■ **Information shown**
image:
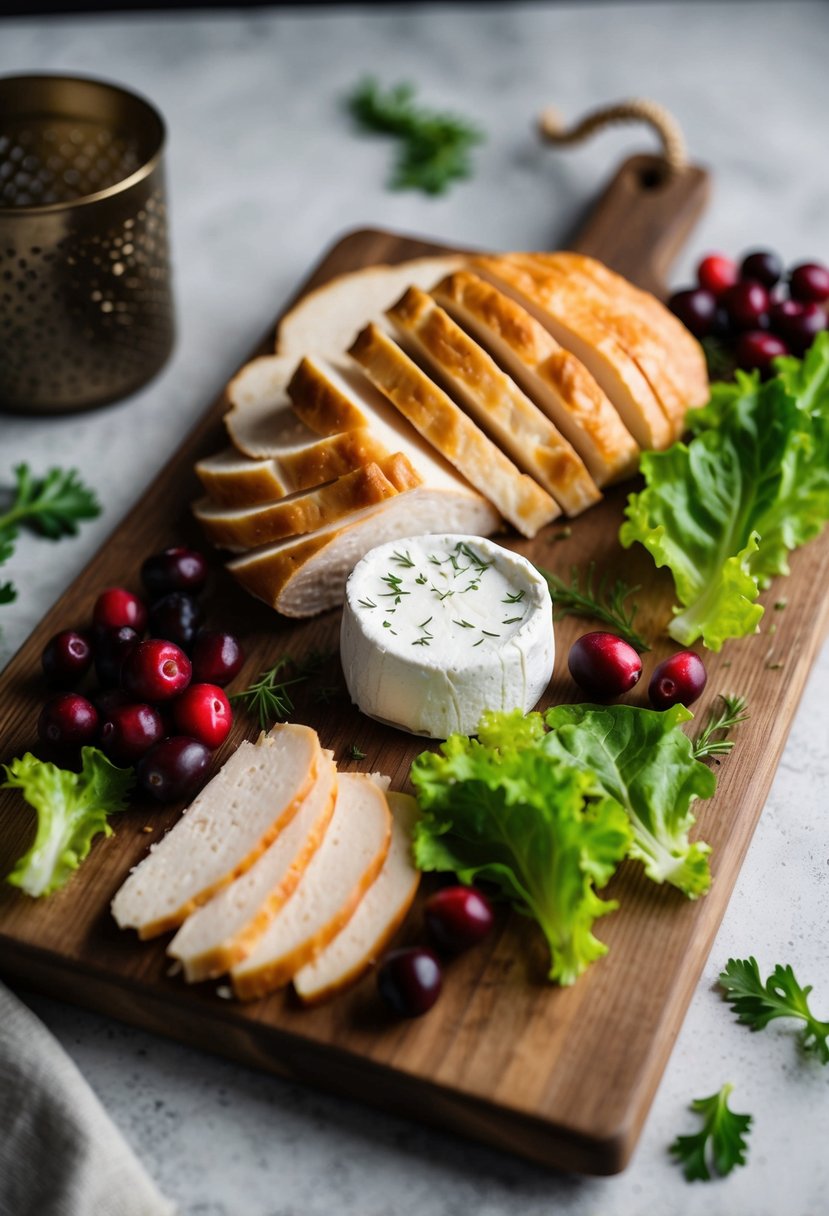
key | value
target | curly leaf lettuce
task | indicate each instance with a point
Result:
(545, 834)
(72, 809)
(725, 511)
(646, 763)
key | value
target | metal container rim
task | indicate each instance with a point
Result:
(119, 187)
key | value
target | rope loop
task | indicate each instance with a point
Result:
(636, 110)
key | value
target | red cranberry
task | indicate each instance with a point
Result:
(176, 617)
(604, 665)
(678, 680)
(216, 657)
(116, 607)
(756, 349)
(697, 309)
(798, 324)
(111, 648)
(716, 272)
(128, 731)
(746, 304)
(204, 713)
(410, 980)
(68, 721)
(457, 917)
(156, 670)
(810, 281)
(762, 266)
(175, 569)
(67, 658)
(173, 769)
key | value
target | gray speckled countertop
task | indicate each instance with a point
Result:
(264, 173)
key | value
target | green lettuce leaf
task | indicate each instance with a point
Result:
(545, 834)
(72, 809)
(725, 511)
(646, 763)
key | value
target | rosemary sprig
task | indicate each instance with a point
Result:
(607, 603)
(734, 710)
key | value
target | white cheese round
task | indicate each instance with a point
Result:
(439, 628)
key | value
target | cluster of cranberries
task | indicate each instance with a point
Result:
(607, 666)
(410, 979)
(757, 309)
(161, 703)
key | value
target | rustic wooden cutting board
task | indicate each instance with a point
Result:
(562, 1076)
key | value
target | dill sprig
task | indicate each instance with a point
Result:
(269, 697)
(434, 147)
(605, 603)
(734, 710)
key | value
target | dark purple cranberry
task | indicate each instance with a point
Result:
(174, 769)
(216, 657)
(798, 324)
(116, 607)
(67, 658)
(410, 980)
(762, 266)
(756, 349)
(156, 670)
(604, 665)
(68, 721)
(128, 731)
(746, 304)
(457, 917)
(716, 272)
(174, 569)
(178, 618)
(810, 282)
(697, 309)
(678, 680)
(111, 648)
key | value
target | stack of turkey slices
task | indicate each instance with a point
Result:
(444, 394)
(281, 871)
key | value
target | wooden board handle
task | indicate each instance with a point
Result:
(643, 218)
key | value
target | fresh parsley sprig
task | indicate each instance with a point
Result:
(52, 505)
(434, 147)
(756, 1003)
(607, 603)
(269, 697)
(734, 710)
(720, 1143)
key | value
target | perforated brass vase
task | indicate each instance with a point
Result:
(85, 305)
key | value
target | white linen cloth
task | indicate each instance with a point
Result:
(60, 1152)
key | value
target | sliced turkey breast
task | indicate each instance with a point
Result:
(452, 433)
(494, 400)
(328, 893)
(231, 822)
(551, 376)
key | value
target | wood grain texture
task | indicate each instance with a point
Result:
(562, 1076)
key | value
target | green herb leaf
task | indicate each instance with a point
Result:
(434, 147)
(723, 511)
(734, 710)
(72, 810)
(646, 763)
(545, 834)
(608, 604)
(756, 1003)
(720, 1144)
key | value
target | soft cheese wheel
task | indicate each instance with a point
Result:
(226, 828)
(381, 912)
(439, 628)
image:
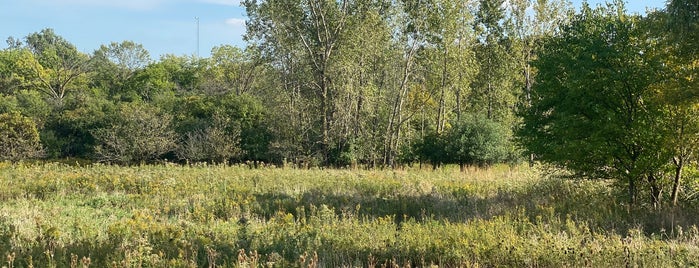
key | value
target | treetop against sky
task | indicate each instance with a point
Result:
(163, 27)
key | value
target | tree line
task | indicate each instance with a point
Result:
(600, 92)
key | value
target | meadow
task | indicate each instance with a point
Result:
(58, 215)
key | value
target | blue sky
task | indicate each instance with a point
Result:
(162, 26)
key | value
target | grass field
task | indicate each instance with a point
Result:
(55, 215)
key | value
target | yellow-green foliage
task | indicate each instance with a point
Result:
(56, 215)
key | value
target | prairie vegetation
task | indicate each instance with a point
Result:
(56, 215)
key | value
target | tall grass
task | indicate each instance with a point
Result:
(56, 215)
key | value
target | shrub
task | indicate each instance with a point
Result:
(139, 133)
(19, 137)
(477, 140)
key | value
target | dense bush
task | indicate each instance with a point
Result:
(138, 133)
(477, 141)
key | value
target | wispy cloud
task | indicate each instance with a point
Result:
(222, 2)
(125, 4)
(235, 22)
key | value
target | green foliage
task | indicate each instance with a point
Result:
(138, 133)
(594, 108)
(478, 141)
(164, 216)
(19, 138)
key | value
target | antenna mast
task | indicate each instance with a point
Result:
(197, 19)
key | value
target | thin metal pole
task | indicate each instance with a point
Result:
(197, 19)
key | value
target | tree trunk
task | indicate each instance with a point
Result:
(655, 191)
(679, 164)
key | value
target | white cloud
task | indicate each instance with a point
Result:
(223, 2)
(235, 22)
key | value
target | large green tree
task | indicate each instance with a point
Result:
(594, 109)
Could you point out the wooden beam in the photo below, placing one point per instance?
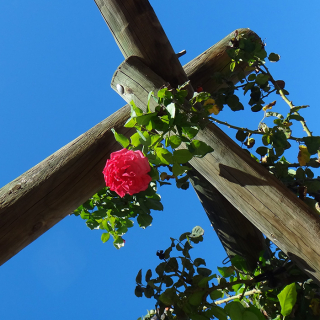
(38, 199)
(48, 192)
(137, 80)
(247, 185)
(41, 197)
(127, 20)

■ **Activity**
Here the job is to print all the entries above exactly, minus the images.

■ **Final answer**
image:
key | value
target | curly leaf lettuce
task | indicate each instance with a point
Result:
(545, 834)
(72, 809)
(725, 511)
(646, 763)
key | value
target | metal container rim
task | indicate each instance with a point
Result:
(119, 187)
key | value
target | rope loop
task | indicate each instance with a point
Result:
(636, 110)
key | value
target | red cranberry
task | indicate each instance with a point
Result:
(176, 617)
(604, 665)
(678, 680)
(216, 657)
(116, 607)
(756, 349)
(697, 309)
(798, 324)
(111, 648)
(716, 272)
(128, 731)
(746, 304)
(204, 713)
(410, 980)
(68, 721)
(457, 917)
(156, 670)
(810, 281)
(762, 266)
(175, 569)
(67, 658)
(173, 769)
key | value
target | gray speckled countertop
task | indicate each instance with a point
Result:
(264, 173)
key | value
target | green lettuce leaf
task | indicate each instance with a point
Result:
(545, 834)
(72, 809)
(725, 511)
(646, 763)
key | value
target | rosemary sprig
task | indicate each instance with a point
Result:
(607, 603)
(734, 710)
key | value
target | white cheese round
task | indicate each instance with a point
Result:
(439, 628)
key | value
target | cluster of cranberries
task | indicate each instance with a point
Result:
(607, 666)
(410, 979)
(757, 309)
(161, 703)
key | value
target | rustic wooden cutting board
task | indicate each instance with a point
Result:
(562, 1076)
key | value
target | dill sprig
task | indicate each instance with a point
Result:
(269, 697)
(434, 147)
(605, 603)
(734, 710)
key | value
target | dark purple cranberry
task | indicate each instance with a point
Result:
(174, 769)
(216, 657)
(798, 324)
(116, 607)
(67, 658)
(410, 980)
(762, 266)
(756, 349)
(156, 670)
(604, 665)
(68, 721)
(128, 731)
(746, 304)
(457, 917)
(716, 272)
(174, 569)
(178, 618)
(810, 282)
(697, 309)
(678, 680)
(111, 648)
key | value
target | stack of turkey slices
task | indicate each instance with a point
Result:
(444, 394)
(281, 871)
key | value
target | wooden board handle
task | indicate each instance with a point
Result:
(643, 218)
key | value
target | fresh parsley sprig
task | indicate each instance with a point
Result:
(52, 505)
(434, 147)
(756, 1003)
(607, 603)
(269, 697)
(734, 710)
(720, 1143)
key | value
target | perforated brass vase
task | indicate each instance with a point
Result:
(85, 305)
key | value
target | white linen cloth
task | indicate each instance with a point
Result:
(60, 1152)
key | value
target | sliced turkey breast
task | indicate each instance with a point
Result:
(452, 433)
(494, 400)
(328, 893)
(231, 822)
(551, 376)
key | value
target | wood grain texture
task | indicate each instance with a point
Result:
(562, 1076)
key | value
target | green herb leaf
task | indicate each instance with a point
Result:
(434, 147)
(723, 511)
(734, 710)
(72, 810)
(646, 763)
(545, 834)
(608, 604)
(756, 1003)
(720, 1144)
key | value
target | soft cheese wheel
task | indicate each instance with a point
Result:
(226, 828)
(381, 912)
(439, 628)
image:
key | value
target | treetop against sky
task | indicate each instance with a point
Result:
(163, 27)
key | value
target | tree line
task | indicate each instance with a point
Result:
(600, 92)
key | value
target | meadow
task | indicate each instance with a point
Result:
(58, 215)
key | value
target | blue sky
task | indicate each instance with a point
Result:
(162, 26)
key | value
target | grass field
task | indicate each instance with a point
Result:
(55, 215)
key | value
target | yellow-green foliage
task | indicate each instance with a point
Result:
(56, 215)
key | value
target | prairie vegetation
task | indicate each instance with a point
Result:
(56, 215)
key | value
target | tall grass
task | indicate each instance with a point
Result:
(56, 215)
key | value
target | shrub
task | indicate each instance with a point
Result:
(139, 133)
(19, 137)
(477, 140)
key | value
target | dense bush
task | indicate each instance with a point
Result:
(138, 133)
(477, 141)
key | value
target | wispy cloud
task | indicate each instance with a point
Result:
(222, 2)
(125, 4)
(235, 22)
key | value
target | green foliage
task | indicate each instance with a point
Result:
(138, 133)
(594, 108)
(478, 141)
(164, 216)
(19, 138)
key | value
target | antenna mast
task | indicate each instance with a point
Result:
(197, 19)
key | value
target | thin metal pole
task | indicate each instance with a point
Result:
(197, 19)
key | value
target | tree trunk
task | indicate each instance with a point
Result:
(655, 191)
(679, 164)
key | value
target | white cloud
task | indicate each instance with a point
Result:
(223, 2)
(235, 22)
key | value
target | large green tree
task | indicate each instance with a point
Result:
(594, 109)
Could you point out the wooden beam in the photo below, placing one point per instance?
(38, 199)
(48, 192)
(137, 80)
(247, 185)
(41, 197)
(127, 20)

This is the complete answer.